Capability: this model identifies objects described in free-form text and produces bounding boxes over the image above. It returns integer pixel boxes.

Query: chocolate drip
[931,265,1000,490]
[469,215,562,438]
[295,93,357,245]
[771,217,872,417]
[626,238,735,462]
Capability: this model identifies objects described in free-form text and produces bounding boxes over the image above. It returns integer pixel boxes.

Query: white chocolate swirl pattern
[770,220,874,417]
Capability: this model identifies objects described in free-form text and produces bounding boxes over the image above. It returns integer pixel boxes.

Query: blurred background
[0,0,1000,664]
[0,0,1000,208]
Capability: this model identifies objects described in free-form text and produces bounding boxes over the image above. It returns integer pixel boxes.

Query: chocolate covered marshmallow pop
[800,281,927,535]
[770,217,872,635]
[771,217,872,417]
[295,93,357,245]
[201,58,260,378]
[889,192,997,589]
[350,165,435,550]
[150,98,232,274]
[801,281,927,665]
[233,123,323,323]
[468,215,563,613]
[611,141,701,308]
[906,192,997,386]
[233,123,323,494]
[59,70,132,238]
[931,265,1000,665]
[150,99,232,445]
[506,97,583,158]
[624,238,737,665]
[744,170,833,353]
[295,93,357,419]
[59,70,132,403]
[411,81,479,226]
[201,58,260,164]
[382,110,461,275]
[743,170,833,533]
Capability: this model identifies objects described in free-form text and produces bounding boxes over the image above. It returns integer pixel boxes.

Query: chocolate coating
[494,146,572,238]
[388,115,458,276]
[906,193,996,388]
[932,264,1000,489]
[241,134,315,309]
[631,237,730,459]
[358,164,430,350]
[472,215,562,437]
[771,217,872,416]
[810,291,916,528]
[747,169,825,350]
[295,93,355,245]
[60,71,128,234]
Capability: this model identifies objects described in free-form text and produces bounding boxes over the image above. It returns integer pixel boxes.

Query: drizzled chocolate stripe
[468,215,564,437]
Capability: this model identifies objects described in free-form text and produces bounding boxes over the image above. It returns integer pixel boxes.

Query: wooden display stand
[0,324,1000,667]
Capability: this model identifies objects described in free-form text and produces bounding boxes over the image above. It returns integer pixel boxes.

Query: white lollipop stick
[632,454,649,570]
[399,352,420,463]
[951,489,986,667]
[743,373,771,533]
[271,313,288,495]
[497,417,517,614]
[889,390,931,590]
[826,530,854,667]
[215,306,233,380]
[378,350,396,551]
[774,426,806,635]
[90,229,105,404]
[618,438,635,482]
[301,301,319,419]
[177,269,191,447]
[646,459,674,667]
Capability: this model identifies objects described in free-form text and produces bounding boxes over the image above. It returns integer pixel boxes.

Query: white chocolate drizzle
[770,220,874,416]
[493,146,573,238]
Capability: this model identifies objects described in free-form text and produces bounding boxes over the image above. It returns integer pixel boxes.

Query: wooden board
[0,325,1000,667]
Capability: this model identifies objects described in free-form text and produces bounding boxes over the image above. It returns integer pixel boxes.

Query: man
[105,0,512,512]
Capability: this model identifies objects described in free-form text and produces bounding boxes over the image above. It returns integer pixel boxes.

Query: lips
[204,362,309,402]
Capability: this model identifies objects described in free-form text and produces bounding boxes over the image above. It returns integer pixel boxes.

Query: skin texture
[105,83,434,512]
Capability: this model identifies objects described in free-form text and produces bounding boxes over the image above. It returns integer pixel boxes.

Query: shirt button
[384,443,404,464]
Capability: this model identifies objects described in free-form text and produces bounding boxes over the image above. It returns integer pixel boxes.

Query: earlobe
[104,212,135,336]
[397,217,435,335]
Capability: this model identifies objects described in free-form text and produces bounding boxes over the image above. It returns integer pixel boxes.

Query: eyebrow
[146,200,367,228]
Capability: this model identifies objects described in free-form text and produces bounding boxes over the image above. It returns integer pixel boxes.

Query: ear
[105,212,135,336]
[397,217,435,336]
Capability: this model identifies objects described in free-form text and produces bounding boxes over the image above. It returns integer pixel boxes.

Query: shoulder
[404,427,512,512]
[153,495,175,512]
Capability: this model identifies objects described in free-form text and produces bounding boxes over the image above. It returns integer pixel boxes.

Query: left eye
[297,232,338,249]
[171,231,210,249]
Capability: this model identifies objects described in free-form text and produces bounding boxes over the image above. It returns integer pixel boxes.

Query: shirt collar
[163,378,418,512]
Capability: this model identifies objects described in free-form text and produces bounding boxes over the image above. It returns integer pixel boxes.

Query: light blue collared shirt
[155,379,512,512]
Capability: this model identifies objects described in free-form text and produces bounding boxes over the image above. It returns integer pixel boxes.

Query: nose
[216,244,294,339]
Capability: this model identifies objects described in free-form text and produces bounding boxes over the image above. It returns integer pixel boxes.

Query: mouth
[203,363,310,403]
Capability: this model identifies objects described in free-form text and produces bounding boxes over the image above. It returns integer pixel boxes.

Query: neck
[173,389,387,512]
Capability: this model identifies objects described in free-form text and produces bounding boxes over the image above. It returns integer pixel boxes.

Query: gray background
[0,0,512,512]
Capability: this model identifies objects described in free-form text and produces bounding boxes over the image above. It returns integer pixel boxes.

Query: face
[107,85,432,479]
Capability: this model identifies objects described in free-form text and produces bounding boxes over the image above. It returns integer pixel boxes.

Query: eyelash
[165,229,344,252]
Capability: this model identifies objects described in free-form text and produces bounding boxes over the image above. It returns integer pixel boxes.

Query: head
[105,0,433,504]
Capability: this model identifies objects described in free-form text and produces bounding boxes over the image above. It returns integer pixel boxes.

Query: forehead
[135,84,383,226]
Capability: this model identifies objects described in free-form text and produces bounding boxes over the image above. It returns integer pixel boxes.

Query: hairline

● ● ● ● ●

# The problem
Reproduce all of the lines above, replacing "bounding boxes" with "box outlines" everywhere it appears and leaving everything else as it is.

# Reply to the exercise
Capability: this model identifies objects described in free-form text and produces box outlines over the image above. It returns integer pixel boxes.

Query: chocolate drip
[931,265,1000,490]
[469,215,562,438]
[295,93,357,245]
[771,217,872,417]
[626,238,735,462]
Capability: this model identifies objects described in free-form text and produces box outlines over the image above. It returns integer pixel boxes.

Query: white chocolate swirl pattern
[770,220,874,417]
Capability: this model identifies objects described in free-form text and produces box outlines over the image above. It returns integer pixel boxes.

Query: blurred background
[0,0,1000,664]
[0,0,1000,208]
Capability: this model identifies objects described in free-form text and produces box outlines over the image above. It returns integer pixel boxes.

Query: chocolate covered marshmallow pop
[800,281,927,535]
[770,217,872,635]
[771,217,872,417]
[295,93,357,245]
[201,58,260,378]
[889,192,997,589]
[350,165,435,550]
[150,98,232,274]
[801,281,927,665]
[233,123,323,323]
[468,215,563,613]
[611,141,701,308]
[906,192,997,386]
[233,123,323,494]
[59,70,132,238]
[931,265,1000,665]
[150,99,232,445]
[506,97,583,158]
[624,238,737,665]
[744,170,833,353]
[295,93,357,419]
[59,70,132,403]
[411,81,479,226]
[201,58,260,164]
[382,110,461,275]
[743,170,833,533]
Capability: this model identifies objects described in free-form text and produces box outlines over the image above. It returns integer pixel boxes.

Query: chocolate coating
[494,146,572,238]
[388,115,458,276]
[906,193,996,388]
[932,264,1000,489]
[241,134,315,309]
[631,237,730,459]
[358,164,430,350]
[472,215,562,437]
[771,217,872,416]
[810,291,916,528]
[747,169,825,350]
[295,93,355,245]
[60,71,128,234]
Capability: this model identifies objects described in free-form text and produces box outlines over the image above. It returns integer pixel boxes.

Query: drizzled chocolate stripe
[468,215,564,437]
Capability: this model identifies objects described in free-form text and produces box outlines over the image above. It returns integer pixel boxes.

Query: wooden display stand
[0,324,1000,667]
Capability: this model identifies objects described in free-form text and produces box outlines over the image above. It returns integer pixel boxes.

Query: white lollipop stick
[632,454,649,570]
[399,352,420,463]
[951,489,986,667]
[743,373,771,533]
[271,313,288,495]
[497,417,517,614]
[889,390,931,590]
[826,530,854,667]
[215,306,233,380]
[378,350,396,551]
[774,426,806,635]
[90,229,105,404]
[618,438,635,482]
[301,301,319,419]
[177,269,191,447]
[646,459,674,667]
Capability: this model identifies objects described in free-form text and produces box outlines over the image above. It returns integer pixel boxes.

Query: white chocolate drizzle
[770,220,874,416]
[493,146,573,238]
Capability: this model identifies objects described in free-form text and produces box outlines over the image above. It returns integer pixel boxes.

Query: wooden board
[0,325,1000,667]
Capability: this model identifies objects described in free-form text and produces box outlines over the image above. It returns integer pixel boxes.

Query: man
[105,0,512,512]
Capability: this model identifies objects described in free-form text and produces box outlines over the image above. It returns integer pixel boxes.

Query: lips
[204,362,309,402]
Capability: this model identifies objects described in free-form text and produces box outlines over the image above. It returns integer pixel boxes.

Query: skin texture
[105,83,434,512]
Capability: this model identifies objects described in free-form text and produces box outlines over the image above. It returns integer pixel boxes.

Query: shirt button
[384,443,404,464]
Capability: this model identifies objects described in free-form text and produces box outlines over the image above. It returns integer pixel boxes.

Query: earlobe
[104,212,135,336]
[397,217,435,335]
Capability: this model identifies objects described in free-form text and produces box outlines over the image above. It returns integer pixel boxes.

Query: eyebrow
[146,200,367,228]
Capability: this model identifies objects described in free-form text and produces box outlines over the image above. It returns integer pixel boxes.

Query: ear
[105,212,135,336]
[397,217,435,336]
Capability: this model identifies objects described in free-form text and produces box outlines over the image above. It returns integer pixel boxes.

Query: shoulder
[404,427,512,512]
[153,495,175,512]
Capability: this model identifies objects described in free-form text and produces box outlines over the image above. It returns integer pixel boxes.

Query: left eye
[297,232,338,249]
[171,231,210,249]
Capability: this model identifies objects described in free-form text and produces box outlines over the image above. It returns integer pixel boxes.

Query: shirt collar
[163,378,418,512]
Capability: this model identifies objects described in free-form text and produces box outlines over the image above. It returns integer pixel boxes.

Query: light blue collared shirt
[155,379,512,512]
Capability: this model identifies objects described in free-form text and produces box outlines over the image above. It returns integer pixel boxes.

Query: nose
[216,244,294,339]
Capability: this model identifies objects described in free-form text and produces box outlines over the image above. It returns integer pixel boxes.

Query: mouth
[203,363,310,403]
Capability: this model identifies objects described in free-form text and produces box outlines over the image above. It returns integer pixel boxes.

Query: neck
[173,389,387,512]
Capability: this model identifies objects described in free-form text and produces box outlines over the image above. It returns integer pixel boxes.

Query: gray background
[0,0,512,512]
Capability: this model identifies objects described in free-form text and produces box outlines over the image above. It returns integer pixel boxes.

Query: face
[107,85,432,479]
Capability: this model identifies objects described in free-form text and produces box outlines over the image above. It returns integer pixel boxes.

Query: eyelash
[165,229,344,252]
Capability: this model identifies objects described in free-form text and produces box outlines over the image above. It returns integer pixel boxes.

Query: head
[105,0,433,504]
Capability: this model identifies objects described in free-form text and produces box outlines over the image above. It returns integer pixel boxes.

Query: forehead
[135,84,383,226]
Capability: this model identifies objects described in free-form text and produces box outlines over the image above. It returns integer pixel boxes.

Query: hairline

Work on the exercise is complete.